▶ [Provided text]
• • • • • • •

How was January for you? If, like me,  you saw the fires of your initial New Year’s zeal to, this time, really this time, change the way you eat/drink/exercise doused by the everyday drizzle of life, then you are not alone. Whole industries have been built on exploiting this desire for change and complete inability to bed it in.

Under the last government Forster Communications ran a number of social marketing campaigns on everything from increasing breast feeding rates to encouraging people to use sustainable transport modes. Some worked, some didn’t – when it was solely a communications campaign, they invariably didn’t succeed. Social marketing is now popularly known as nudging and its new name encapsulates its limitations as a method for creating change.

This hilariously paranoid account of the sinister possibilities of the movement of the government’s nudge unit to under the wing of Nesta does a great job at completely over-playing the impact that nudging can make on its own.

Too many nudge campaigns focus on getting people to take an initial positive action, such as signing up for a health check, partly because the approach has been inspired by techniques from commercial marketing where the bottom line is making the sale.

Nudging isn’t enough – embedding long term change requires more than a single push to action, it requires the development of a proper audience journey that allows for regression and progression and looks beyond marketing and communications for the stimulus.

• • • • • • •

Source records
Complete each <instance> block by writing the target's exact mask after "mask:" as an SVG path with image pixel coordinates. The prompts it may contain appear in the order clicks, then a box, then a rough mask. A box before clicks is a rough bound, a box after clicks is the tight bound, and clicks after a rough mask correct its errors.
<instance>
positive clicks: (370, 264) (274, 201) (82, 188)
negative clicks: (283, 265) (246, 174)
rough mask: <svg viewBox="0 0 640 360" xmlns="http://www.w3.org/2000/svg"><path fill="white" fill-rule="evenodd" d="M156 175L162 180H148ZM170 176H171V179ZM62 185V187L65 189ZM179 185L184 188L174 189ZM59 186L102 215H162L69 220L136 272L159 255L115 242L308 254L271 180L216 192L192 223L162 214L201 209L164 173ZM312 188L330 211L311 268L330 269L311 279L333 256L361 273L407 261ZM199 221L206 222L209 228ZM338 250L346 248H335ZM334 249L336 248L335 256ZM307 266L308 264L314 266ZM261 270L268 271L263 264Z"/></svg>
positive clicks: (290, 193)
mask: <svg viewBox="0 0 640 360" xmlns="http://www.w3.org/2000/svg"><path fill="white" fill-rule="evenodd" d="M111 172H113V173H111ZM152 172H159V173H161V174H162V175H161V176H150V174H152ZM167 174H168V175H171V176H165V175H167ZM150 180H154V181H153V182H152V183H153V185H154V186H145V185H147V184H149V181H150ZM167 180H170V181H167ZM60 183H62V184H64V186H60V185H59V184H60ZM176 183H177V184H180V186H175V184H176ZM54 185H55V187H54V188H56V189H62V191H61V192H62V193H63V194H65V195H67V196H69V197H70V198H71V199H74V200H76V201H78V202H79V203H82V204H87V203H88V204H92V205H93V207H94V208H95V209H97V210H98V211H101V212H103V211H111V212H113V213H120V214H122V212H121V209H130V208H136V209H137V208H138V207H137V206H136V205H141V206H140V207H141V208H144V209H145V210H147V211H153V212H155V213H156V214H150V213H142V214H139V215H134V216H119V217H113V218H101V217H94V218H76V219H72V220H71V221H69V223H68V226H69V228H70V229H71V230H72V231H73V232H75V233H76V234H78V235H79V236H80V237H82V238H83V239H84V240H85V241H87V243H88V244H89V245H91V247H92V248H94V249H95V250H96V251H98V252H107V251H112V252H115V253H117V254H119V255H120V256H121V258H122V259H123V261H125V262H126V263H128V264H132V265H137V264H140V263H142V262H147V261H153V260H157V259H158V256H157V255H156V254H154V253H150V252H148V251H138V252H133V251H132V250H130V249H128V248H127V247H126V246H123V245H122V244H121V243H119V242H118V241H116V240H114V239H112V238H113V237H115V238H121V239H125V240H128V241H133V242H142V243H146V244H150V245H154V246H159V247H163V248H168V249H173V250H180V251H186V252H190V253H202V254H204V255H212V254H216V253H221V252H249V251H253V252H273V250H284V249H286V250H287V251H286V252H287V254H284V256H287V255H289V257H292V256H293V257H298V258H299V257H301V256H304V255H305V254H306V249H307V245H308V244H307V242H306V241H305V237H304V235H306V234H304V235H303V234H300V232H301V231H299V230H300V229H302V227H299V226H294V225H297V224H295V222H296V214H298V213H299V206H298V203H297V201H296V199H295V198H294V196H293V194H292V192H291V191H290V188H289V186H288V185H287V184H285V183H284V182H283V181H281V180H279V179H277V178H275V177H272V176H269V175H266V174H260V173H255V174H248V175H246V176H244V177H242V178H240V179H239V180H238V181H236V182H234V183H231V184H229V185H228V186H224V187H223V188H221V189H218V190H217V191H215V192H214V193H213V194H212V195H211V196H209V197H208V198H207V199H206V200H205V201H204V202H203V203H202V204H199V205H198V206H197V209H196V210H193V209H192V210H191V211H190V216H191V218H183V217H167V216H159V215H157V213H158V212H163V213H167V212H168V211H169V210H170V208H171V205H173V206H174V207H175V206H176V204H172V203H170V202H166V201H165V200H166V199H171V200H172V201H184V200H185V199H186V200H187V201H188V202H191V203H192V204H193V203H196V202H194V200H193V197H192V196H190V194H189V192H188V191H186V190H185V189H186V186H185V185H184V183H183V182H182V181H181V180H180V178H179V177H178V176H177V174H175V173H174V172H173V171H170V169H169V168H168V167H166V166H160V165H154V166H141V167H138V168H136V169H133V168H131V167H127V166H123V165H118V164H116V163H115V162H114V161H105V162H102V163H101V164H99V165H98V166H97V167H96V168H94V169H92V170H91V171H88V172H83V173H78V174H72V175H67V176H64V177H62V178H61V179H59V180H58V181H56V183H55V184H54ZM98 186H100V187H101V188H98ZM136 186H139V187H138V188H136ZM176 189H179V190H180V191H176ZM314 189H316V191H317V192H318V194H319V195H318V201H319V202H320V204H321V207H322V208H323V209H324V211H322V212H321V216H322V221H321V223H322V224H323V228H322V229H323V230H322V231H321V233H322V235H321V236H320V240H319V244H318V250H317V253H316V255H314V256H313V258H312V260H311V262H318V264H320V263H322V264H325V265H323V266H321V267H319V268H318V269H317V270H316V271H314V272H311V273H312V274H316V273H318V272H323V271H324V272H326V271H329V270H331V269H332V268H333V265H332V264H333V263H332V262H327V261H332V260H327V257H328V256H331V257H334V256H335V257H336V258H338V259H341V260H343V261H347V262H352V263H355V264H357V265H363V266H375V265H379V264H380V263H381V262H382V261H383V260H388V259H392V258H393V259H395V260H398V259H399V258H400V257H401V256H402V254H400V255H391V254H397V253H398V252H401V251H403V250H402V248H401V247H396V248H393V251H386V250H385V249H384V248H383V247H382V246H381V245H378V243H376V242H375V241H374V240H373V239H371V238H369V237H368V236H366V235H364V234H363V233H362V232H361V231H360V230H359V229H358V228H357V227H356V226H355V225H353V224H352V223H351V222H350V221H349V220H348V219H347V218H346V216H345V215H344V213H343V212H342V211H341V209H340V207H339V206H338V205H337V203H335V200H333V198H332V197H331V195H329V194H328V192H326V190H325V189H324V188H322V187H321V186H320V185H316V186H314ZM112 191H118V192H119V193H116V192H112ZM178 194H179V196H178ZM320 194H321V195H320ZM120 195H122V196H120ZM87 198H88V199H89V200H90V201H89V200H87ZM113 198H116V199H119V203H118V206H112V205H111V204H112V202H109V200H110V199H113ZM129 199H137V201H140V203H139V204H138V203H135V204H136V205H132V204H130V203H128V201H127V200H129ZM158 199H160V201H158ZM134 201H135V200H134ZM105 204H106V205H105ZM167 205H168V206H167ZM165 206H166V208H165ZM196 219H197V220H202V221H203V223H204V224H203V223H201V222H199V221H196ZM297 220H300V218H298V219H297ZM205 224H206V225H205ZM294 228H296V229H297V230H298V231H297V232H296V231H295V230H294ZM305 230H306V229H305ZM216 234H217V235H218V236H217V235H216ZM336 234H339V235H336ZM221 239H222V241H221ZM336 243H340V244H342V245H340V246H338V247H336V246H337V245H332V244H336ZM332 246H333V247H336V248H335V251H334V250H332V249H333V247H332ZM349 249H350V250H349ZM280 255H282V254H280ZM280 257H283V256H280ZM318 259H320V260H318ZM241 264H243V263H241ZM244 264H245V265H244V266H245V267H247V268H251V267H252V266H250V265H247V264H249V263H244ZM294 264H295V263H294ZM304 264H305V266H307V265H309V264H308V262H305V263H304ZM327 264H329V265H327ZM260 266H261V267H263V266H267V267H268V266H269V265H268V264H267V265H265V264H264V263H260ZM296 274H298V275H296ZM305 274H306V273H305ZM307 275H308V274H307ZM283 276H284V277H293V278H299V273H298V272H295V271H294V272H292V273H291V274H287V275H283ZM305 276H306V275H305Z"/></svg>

• • • • • • •

▶ [Problem details] Carry the piece on nudging and social marketing forward from its final sentence, in the same voice.

▶ [Exercise output]
This requires long term planning, investment and the willingness to redesign service delivery. It is much easier, in times of limited budgets and little appetite for difficult changes, to focus on the initial nudge. That’s the glamour end of behaviour change, but the real work and impact is found in that more mundane concept – maintenance. Going from inspiring a good intention and an initial positive action to permanent changes in behaviour is much more challenging. It is why campaigns like Change4Life will continually struggle to make any real difference while they are limited to simply nudging people in the right direction and why campaigns like Action on Sugar need support from all the key stakeholders and influencers. Like the successful salt campaign that preceded it, Action on Sugar is looking for genuine structural change that can facilitate and support sustainable behaviour change, and thus make any supporting nudge marketing campaigns more likely to succeed as a result.

As an agency, we talk alot about the need to evaluate outcomes and not just outputs in the communications campaigns we run, but when it comes to sustainable behaviour change even that isn’t enough. We need to differentiate between initial and long term or permanent outcomes on health campaigns if we want to move from a series of nudges. Otherwise, those campaigns are doomed to be forever January in their short termism.